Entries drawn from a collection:
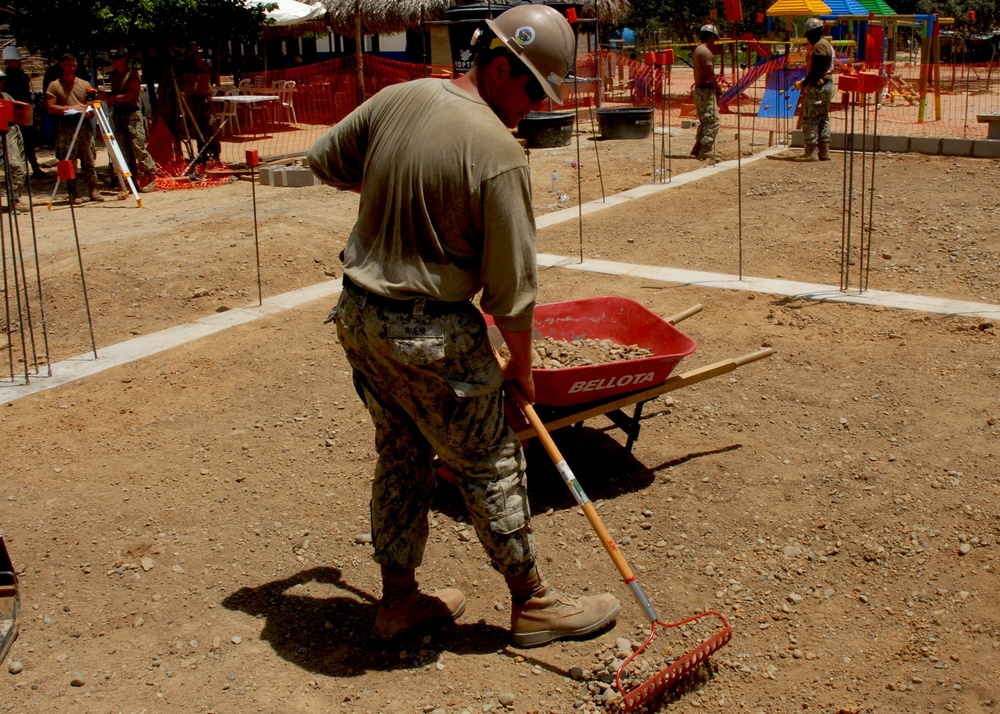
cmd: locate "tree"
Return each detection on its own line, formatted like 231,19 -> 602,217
7,0 -> 265,57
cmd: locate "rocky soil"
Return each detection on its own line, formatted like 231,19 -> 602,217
0,130 -> 1000,714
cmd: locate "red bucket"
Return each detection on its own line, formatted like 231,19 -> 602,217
486,297 -> 697,407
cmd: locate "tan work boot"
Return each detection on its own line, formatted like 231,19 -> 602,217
374,588 -> 465,640
510,584 -> 622,647
795,144 -> 819,161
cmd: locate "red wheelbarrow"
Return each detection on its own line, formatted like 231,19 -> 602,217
476,297 -> 773,712
486,297 -> 774,452
0,533 -> 21,662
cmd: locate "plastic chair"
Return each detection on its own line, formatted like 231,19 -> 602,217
219,89 -> 241,134
275,79 -> 299,124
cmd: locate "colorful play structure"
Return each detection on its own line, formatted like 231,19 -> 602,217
588,0 -> 1000,138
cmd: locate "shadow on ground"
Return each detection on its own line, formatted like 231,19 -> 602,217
222,567 -> 513,677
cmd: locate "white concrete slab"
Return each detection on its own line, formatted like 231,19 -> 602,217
535,146 -> 788,230
0,146 -> 1000,404
538,254 -> 1000,320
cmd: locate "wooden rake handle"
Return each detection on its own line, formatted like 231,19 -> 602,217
508,378 -> 657,622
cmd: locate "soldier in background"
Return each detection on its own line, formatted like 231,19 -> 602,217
691,25 -> 722,160
0,70 -> 28,213
3,45 -> 45,178
102,47 -> 156,193
793,17 -> 836,161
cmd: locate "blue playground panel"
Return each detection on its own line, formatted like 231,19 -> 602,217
757,67 -> 806,119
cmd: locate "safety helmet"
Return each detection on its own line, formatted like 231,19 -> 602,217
486,4 -> 576,104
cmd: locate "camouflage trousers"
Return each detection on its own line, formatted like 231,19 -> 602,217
694,87 -> 719,153
111,111 -> 156,180
56,117 -> 97,192
0,124 -> 26,201
802,80 -> 836,144
335,280 -> 536,575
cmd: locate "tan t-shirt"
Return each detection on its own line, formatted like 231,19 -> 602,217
691,43 -> 715,87
308,79 -> 537,331
45,77 -> 90,112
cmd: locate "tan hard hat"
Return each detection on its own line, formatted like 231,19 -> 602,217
486,4 -> 576,104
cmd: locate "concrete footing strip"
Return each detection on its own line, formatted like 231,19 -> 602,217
0,147 -> 1000,404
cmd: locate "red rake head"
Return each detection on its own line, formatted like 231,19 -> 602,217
615,611 -> 733,712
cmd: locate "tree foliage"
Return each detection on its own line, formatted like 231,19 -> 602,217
6,0 -> 265,56
623,0 -> 780,42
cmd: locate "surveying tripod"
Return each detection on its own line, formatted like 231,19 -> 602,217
49,89 -> 142,211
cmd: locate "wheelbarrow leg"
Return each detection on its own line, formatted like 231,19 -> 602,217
606,402 -> 646,454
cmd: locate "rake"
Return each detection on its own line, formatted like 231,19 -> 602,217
510,384 -> 733,712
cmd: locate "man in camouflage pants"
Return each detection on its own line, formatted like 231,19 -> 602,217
103,47 -> 156,193
0,69 -> 28,213
691,25 -> 722,160
45,53 -> 104,202
794,17 -> 836,161
308,4 -> 621,647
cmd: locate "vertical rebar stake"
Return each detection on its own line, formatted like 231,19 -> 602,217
247,149 -> 264,307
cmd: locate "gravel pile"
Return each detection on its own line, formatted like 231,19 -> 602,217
500,337 -> 653,369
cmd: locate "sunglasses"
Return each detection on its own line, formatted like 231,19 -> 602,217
524,74 -> 548,102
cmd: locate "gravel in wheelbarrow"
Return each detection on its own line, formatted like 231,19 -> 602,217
487,297 -> 697,407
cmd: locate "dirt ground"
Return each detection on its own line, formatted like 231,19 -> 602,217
0,122 -> 1000,714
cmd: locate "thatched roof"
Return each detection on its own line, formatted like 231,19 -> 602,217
323,0 -> 632,36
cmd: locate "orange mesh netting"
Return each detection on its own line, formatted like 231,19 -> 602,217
141,52 -> 1000,189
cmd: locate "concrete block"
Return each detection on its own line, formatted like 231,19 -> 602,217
272,166 -> 321,188
878,134 -> 910,153
844,133 -> 875,151
910,136 -> 941,154
258,166 -> 275,186
972,139 -> 1000,159
941,139 -> 973,156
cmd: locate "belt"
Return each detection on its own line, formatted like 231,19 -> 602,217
341,274 -> 458,316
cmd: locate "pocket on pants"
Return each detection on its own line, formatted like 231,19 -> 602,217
387,320 -> 445,365
485,472 -> 530,535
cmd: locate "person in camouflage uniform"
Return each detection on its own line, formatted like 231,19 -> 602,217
307,4 -> 621,647
795,17 -> 836,161
45,53 -> 104,202
103,47 -> 156,193
691,25 -> 722,160
0,70 -> 28,212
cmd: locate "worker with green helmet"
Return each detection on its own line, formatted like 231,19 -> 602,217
307,4 -> 620,647
793,17 -> 836,161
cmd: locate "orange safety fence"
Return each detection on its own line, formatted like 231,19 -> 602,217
147,55 -> 440,189
580,52 -> 1000,138
149,52 -> 1000,188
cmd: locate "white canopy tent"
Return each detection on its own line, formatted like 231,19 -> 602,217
247,0 -> 326,27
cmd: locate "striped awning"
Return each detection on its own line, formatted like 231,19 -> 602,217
767,0 -> 833,17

▶ _Prompt_: Reproduce, without alteration, the part of the data that opens at its very beginning and closes with the line containing "795,144 -> 819,161", both ends included. Omit the pictures from your answer.

▶ _Task response_:
cmd: locate "tree"
Return each detection on its own line, formatted like 231,19 -> 602,217
7,0 -> 265,57
cmd: locate "rocky soil"
Return each detection on its own line, formatted like 231,19 -> 602,217
0,130 -> 1000,714
cmd: locate "red bucket"
Return each detection on its own line, formatted like 231,19 -> 602,217
486,297 -> 697,407
cmd: locate "tan work boot"
Return each detection on its own line, formatted like 231,19 -> 602,217
374,588 -> 465,640
510,584 -> 622,647
795,144 -> 819,161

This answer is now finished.